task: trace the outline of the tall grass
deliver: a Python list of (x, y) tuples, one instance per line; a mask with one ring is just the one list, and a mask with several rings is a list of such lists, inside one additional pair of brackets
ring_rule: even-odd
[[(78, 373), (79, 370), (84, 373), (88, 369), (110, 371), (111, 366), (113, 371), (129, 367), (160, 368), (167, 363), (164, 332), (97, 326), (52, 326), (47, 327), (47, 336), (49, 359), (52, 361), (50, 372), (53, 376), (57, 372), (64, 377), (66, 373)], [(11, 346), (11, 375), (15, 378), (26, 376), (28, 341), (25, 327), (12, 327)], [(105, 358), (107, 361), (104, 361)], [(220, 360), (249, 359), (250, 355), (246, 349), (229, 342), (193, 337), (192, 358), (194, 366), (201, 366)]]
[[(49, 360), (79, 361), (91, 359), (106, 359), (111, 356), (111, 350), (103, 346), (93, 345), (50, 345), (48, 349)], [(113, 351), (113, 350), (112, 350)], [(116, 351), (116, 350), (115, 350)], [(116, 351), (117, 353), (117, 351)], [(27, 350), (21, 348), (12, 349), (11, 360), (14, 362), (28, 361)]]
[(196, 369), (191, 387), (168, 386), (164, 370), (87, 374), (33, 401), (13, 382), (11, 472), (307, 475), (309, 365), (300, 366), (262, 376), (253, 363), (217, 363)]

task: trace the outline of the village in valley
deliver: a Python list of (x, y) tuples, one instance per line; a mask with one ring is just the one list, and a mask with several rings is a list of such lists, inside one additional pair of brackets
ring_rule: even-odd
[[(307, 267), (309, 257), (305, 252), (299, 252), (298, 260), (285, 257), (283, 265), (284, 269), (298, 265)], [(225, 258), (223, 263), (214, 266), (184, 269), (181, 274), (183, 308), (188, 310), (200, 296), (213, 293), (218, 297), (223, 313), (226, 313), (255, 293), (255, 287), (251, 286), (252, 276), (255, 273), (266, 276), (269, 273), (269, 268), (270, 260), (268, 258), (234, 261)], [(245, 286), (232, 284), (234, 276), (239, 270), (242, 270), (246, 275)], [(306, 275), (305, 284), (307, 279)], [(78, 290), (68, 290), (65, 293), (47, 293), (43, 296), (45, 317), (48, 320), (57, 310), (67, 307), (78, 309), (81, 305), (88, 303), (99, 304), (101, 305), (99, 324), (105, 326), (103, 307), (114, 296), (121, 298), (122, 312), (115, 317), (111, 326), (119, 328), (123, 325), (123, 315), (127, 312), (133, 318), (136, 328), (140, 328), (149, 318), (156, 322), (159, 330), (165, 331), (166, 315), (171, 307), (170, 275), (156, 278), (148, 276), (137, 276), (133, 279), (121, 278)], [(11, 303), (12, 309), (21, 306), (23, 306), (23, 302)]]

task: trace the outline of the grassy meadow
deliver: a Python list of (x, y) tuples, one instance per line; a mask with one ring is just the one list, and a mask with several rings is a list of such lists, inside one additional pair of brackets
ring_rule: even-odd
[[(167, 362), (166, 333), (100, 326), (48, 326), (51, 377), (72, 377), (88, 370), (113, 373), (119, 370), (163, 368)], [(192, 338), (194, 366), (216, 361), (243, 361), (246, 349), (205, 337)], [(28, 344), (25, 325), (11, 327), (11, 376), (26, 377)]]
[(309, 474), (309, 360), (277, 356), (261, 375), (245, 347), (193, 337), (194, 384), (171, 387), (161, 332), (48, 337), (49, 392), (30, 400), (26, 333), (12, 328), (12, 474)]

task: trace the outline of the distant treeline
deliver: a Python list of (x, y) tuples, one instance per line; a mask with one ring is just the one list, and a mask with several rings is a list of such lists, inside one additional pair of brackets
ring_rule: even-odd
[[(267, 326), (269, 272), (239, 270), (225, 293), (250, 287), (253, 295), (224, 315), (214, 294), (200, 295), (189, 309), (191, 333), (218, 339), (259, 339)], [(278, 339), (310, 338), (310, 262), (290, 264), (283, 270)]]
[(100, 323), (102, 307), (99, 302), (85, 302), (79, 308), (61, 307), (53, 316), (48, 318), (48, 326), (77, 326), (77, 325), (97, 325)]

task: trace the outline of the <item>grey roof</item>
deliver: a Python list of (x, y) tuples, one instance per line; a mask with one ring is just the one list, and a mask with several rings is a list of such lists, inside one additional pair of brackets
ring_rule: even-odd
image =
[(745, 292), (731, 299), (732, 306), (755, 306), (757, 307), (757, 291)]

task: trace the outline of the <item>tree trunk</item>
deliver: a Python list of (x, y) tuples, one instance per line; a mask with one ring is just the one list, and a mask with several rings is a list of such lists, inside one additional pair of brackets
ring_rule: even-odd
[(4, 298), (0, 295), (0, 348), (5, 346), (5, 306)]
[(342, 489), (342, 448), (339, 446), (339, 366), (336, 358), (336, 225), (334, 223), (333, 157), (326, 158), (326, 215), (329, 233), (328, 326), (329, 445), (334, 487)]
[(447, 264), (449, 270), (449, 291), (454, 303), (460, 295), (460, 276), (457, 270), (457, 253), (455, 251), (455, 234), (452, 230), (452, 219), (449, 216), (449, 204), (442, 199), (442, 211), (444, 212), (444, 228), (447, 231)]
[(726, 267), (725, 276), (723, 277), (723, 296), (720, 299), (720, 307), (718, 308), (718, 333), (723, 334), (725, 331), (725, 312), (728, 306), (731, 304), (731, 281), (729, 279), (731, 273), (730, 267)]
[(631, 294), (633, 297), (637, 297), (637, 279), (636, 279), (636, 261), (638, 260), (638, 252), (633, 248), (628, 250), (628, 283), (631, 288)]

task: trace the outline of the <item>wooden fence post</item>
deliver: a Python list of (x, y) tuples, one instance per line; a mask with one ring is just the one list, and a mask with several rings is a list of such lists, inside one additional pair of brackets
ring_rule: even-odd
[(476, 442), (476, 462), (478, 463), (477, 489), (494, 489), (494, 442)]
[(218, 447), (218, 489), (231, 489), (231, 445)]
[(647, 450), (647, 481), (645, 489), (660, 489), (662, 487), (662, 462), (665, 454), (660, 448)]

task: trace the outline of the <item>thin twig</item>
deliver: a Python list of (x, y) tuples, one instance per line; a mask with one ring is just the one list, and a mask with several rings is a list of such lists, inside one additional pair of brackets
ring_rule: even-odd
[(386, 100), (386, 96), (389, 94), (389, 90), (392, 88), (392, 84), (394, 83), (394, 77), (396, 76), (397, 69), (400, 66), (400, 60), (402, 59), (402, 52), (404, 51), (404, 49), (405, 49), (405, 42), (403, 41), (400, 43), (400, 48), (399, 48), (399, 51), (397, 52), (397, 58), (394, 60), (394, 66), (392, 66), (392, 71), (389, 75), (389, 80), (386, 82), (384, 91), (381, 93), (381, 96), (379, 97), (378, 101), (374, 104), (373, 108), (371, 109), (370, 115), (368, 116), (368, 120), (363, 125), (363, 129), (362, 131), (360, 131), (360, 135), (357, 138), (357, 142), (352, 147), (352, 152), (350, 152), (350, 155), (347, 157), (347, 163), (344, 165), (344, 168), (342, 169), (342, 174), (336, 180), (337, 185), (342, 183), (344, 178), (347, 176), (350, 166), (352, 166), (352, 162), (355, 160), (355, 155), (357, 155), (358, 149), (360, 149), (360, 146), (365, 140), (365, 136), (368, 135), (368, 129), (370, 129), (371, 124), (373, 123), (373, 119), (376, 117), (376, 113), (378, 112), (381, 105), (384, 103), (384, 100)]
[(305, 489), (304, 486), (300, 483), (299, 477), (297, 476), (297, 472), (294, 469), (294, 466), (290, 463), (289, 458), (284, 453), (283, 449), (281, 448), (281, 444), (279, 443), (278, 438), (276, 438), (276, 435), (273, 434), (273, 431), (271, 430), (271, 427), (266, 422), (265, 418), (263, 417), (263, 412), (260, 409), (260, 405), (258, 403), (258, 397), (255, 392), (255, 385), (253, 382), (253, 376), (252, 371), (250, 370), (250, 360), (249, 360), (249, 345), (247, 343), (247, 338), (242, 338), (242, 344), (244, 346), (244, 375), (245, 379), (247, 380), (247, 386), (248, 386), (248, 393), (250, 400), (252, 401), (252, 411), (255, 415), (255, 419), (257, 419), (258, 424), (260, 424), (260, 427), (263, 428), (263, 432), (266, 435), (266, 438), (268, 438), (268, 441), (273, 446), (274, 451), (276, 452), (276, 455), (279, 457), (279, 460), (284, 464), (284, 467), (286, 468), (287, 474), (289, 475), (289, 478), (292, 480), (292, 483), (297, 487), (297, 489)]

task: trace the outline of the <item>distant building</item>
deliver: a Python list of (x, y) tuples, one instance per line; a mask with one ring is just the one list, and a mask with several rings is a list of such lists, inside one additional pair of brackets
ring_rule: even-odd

**WHAT YOU ARE ASKED TO DO:**
Lines with the string "item": pick each one out of the material and return it.

**ANSWER SPACE:**
task: trace the outline of the <item>grey roof</item>
task: trace the outline of the <item>tree trunk</item>
task: trace the outline of the <item>wooden fence post</item>
task: trace the outline of the <item>thin twig</item>
task: trace the outline of the <item>distant building</item>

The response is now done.